▶ [Votre objectif]: Réécrivez l'extrait sur les personnes détenues et les exilés, tout ce qui va de « En ce qui concerne » jusqu'à « une et indivisible. », en remplaçant « interlocuteurs » par « partenaires ».

▶ [Extrait fourni]:
En ce qui concerne les personnes détenues et celles en exil, c'est également une grande préoccupation pour tous. Je milite et pardonnez-moi si le thème employé vous paraît trop politiquement correct, pour la libération des personnes détenues et le retour des exilés. Mes préoccupations ont eu un écho favorable auprès de mes interlocuteurs mais j'attends qu'ils les concrétisent en actes. C’est tous ensemble que nous pourrions prétendre bâtir une Côte d'Ivoire forte, une et indivisible.

Avez-vous gardé contact avec vos anciens collaborateurs du comité de travail des pays de la Cedeao que vous présidez à l'époque ?

▶ [Données fournies]:
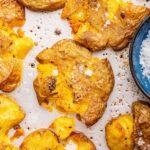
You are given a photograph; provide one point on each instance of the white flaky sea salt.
(71, 146)
(145, 56)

▶ [Votre réponse]:
En ce qui concerne les personnes détenues et celles en exil, c'est également une grande préoccupation pour tous. Je milite et pardonnez-moi si le thème employé vous paraît trop politiquement correct, pour la libération des personnes détenues et le retour des exilés. Mes préoccupations ont eu un écho favorable auprès de mes partenaires mais j'attends qu'ils les concrétisent en actes. C’est tous ensemble que nous pourrions prétendre bâtir une Côte d'Ivoire forte, une et indivisible.